TASK DIRECTIONS
Reproduce every one of the records below word for word, leaving nothing out and changing nothing.

··· GIVEN RECORDS ···

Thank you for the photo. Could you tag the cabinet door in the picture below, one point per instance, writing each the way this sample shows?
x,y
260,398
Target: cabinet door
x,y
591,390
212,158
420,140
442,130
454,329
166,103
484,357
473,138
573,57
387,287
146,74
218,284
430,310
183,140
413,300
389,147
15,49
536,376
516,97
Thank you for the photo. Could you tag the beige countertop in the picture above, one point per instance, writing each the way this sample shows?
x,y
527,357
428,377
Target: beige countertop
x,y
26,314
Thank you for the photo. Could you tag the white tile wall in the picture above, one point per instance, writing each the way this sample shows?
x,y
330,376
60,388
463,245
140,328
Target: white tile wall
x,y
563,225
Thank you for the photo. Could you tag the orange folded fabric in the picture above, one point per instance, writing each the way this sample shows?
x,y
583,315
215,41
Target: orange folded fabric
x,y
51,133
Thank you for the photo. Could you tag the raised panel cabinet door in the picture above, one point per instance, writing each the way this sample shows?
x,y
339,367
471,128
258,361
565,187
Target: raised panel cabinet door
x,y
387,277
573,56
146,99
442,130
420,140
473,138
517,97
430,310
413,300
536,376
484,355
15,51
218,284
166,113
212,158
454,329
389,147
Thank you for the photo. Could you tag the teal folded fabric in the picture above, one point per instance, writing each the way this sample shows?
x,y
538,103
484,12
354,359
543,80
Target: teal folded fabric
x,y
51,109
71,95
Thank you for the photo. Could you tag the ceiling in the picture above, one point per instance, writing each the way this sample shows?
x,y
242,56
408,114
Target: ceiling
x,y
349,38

···

EXPECTED ANSWER
Thank you for the photo. Could you tag the cabinet door in the picture below, one point per instance, writing each the way this sample shows?
x,y
260,398
Target: cabinet door
x,y
591,390
212,158
420,140
442,130
454,329
166,103
484,357
473,138
573,57
387,287
146,74
218,284
430,310
183,140
413,300
389,147
15,49
536,376
516,97
Thank you for the photo. Could you tag the beige countertop in the picture above, one point per instance, writing each the way this sample shows?
x,y
527,357
428,377
Target: beige countertop
x,y
26,314
Thank you for the photo. Could you tag the white tile wall in the picture above, one point per instance, writing each the way this sample shows?
x,y
330,376
60,388
463,245
140,328
Target: white tile wall
x,y
563,225
Thank you for the photo. Could you tag the orange folded fabric in the picture above, one point per instance, writing each the way this sample shows?
x,y
583,315
215,41
Target: orange folded fabric
x,y
51,133
Thank you for the photo. Could you tag the raised panel cabinet door in the picture above, one point per instance, writing each the way this sample shows?
x,y
339,367
471,128
258,361
565,187
Target: raised panel cabinet door
x,y
387,277
573,56
146,99
442,130
420,140
473,138
517,97
430,310
413,300
536,376
484,355
15,51
218,284
166,113
212,158
454,329
389,147
Thank you for the photo. Could you tag the teal folded fabric in the picture above, one point per instance, writing each the way this sample shows?
x,y
538,103
484,12
354,359
543,80
Target: teal folded fabric
x,y
51,109
71,95
Thank you for the photo. Could you tag the ceiling in the picture above, one point per instance, writing each the way this sample shows?
x,y
242,56
408,114
Target: ceiling
x,y
349,38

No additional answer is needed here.